*PROVIDED ENTRIES*:
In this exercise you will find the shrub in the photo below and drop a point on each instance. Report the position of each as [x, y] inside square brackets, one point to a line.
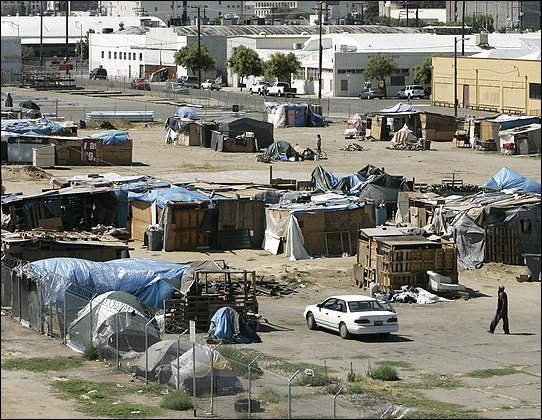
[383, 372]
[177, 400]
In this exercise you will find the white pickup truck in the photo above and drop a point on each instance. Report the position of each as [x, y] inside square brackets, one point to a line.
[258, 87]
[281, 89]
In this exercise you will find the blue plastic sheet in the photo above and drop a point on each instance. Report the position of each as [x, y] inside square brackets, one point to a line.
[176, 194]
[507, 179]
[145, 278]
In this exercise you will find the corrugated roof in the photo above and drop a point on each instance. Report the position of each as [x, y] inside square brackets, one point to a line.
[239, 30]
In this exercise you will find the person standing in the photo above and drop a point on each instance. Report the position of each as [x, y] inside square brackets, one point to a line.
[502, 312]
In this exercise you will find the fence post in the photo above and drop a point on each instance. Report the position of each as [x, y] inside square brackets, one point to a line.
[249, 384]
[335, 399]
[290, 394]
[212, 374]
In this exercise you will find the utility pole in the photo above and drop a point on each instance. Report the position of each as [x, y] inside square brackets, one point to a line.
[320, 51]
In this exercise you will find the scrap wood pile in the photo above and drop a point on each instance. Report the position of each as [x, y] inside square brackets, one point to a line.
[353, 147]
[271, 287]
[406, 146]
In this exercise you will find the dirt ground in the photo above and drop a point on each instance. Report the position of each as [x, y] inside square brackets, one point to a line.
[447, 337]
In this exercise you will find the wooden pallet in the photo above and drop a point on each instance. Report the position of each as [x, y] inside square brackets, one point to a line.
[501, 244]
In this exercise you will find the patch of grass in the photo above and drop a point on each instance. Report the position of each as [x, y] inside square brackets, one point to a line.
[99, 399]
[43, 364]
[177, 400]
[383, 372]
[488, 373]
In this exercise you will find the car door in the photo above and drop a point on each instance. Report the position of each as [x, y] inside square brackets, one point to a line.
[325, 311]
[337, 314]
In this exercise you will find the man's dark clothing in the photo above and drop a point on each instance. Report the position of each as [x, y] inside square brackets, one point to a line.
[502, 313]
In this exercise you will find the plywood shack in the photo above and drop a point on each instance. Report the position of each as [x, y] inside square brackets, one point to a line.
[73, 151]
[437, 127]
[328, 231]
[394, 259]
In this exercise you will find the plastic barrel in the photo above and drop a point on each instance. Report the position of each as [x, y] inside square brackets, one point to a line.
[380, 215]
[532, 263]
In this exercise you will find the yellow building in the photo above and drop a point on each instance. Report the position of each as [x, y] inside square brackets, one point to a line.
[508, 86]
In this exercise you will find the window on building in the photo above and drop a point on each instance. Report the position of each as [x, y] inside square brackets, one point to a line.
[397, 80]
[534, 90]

--

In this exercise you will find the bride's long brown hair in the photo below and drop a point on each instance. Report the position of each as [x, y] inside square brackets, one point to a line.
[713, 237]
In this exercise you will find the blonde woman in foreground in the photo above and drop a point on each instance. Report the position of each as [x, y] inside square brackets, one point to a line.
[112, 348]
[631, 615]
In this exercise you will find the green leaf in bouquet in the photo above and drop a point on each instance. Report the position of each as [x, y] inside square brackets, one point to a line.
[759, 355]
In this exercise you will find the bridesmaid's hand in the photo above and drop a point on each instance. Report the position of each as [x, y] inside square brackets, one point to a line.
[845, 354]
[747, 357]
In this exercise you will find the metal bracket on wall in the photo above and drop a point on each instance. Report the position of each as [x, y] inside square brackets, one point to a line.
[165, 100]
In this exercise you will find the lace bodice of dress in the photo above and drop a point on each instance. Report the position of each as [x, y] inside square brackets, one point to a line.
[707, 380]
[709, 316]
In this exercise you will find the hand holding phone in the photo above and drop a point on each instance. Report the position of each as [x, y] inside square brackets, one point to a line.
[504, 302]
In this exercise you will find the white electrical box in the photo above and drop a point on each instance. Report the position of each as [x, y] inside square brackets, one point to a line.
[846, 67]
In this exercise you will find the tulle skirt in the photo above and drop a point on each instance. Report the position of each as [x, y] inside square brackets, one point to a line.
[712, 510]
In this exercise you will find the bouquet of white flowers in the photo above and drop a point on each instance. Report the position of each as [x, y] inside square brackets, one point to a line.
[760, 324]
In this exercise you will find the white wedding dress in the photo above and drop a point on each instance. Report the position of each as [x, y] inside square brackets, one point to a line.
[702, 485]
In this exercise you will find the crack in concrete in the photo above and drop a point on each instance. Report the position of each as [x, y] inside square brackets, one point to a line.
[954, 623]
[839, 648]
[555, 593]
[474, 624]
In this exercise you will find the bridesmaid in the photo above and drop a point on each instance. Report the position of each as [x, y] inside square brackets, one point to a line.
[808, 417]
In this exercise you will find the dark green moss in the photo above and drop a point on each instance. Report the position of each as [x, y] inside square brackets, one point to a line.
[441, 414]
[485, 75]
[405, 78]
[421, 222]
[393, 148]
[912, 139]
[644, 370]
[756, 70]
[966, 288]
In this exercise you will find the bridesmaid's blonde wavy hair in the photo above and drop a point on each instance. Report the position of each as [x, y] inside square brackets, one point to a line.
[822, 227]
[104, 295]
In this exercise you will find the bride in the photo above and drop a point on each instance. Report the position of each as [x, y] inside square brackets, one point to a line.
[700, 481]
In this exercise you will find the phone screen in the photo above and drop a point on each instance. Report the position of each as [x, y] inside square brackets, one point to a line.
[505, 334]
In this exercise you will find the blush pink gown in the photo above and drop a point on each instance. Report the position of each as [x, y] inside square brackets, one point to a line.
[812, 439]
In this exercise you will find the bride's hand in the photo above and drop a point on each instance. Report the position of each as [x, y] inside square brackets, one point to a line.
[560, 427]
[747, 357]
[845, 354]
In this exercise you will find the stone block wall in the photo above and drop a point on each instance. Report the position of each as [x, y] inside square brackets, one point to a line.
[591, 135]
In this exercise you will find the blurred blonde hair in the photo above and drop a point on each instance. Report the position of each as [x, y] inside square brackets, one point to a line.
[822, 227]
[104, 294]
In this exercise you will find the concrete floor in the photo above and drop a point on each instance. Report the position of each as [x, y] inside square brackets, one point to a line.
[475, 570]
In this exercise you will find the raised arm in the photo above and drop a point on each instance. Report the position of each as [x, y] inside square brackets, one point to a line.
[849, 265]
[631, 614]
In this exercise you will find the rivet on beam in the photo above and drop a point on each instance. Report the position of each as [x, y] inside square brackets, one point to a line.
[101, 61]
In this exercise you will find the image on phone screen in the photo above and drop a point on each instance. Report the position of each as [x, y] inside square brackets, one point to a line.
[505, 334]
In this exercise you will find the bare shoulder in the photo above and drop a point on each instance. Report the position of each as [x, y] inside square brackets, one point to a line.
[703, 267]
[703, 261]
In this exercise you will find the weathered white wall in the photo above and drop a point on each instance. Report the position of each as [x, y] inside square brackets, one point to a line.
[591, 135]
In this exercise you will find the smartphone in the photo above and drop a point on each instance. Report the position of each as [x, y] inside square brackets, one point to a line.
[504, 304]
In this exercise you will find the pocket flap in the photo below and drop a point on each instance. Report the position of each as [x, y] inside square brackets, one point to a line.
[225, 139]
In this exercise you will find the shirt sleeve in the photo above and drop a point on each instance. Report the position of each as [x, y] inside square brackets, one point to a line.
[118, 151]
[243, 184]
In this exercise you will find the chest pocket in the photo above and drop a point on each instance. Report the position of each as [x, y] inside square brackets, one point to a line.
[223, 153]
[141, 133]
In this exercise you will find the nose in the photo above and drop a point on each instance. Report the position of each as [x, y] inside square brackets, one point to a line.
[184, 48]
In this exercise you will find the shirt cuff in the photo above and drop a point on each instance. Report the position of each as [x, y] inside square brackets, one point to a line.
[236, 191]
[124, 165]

...

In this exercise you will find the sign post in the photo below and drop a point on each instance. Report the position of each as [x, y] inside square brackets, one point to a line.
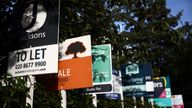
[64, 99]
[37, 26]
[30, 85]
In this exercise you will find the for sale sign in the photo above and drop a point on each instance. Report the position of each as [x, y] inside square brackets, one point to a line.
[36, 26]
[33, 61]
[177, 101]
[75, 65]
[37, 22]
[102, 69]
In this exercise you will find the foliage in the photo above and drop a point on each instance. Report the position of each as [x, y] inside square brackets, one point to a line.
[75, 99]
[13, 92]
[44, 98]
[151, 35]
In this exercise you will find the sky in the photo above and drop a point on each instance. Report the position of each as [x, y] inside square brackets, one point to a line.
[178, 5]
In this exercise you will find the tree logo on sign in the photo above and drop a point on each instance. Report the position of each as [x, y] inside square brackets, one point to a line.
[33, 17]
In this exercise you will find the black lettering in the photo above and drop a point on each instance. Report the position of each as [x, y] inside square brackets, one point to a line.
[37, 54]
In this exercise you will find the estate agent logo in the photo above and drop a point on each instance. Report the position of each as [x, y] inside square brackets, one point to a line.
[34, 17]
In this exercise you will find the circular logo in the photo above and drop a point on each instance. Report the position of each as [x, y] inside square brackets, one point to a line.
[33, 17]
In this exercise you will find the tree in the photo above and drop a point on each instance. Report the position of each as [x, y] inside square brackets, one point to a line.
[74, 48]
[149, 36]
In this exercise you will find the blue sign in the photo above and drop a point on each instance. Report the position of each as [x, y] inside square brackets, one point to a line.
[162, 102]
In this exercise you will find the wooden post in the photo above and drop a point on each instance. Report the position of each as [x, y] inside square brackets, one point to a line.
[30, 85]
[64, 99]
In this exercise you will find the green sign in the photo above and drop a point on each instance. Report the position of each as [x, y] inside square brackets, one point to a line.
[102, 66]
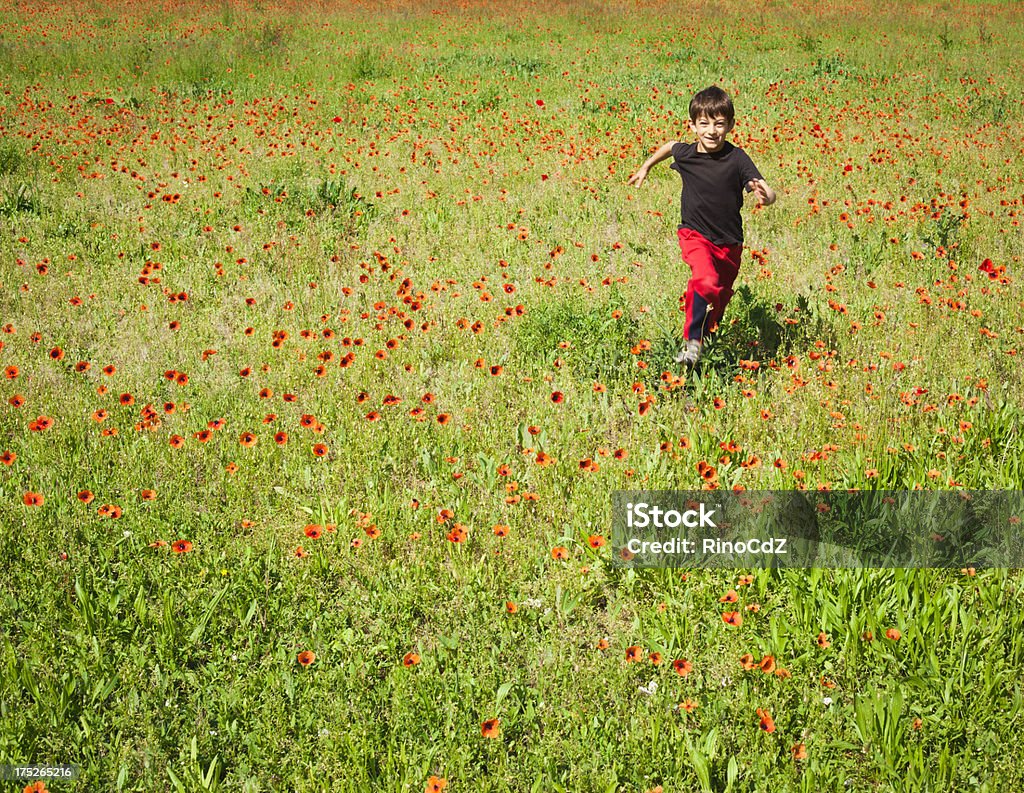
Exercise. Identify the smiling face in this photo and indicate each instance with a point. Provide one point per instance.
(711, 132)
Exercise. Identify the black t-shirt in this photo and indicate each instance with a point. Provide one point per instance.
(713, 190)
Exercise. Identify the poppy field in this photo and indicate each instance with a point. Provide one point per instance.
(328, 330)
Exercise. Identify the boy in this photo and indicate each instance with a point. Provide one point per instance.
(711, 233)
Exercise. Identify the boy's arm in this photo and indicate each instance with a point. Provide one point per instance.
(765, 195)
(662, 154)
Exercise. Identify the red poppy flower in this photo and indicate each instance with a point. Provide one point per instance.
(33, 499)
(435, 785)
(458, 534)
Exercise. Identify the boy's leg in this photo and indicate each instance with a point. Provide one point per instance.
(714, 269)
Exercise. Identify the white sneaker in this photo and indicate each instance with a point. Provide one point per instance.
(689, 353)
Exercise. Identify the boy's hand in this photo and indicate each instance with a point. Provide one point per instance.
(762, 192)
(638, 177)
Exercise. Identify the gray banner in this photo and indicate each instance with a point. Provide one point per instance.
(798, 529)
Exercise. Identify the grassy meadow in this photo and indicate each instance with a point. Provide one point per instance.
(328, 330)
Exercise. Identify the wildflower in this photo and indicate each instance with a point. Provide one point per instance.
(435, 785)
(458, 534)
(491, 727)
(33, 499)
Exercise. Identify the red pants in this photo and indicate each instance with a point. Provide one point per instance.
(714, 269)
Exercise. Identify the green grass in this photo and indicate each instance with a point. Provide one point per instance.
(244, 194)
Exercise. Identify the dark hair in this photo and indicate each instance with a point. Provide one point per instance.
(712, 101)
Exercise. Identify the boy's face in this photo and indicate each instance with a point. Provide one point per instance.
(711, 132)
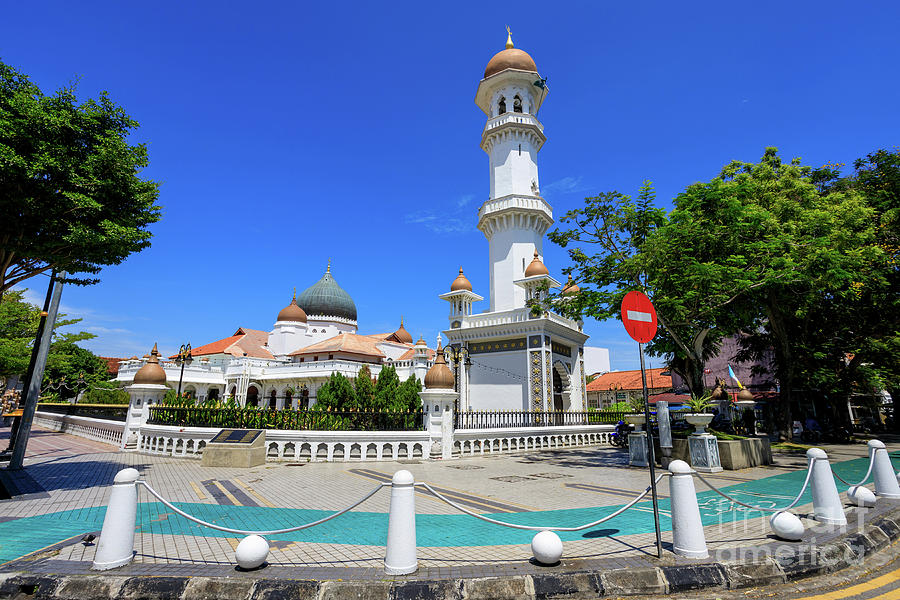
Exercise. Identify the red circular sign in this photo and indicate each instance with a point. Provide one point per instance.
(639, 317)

*WORK REQUIRED*:
Count the lines above that contain the word "post", and give only the number.

*OUTPUT FOR THIS TASK*:
3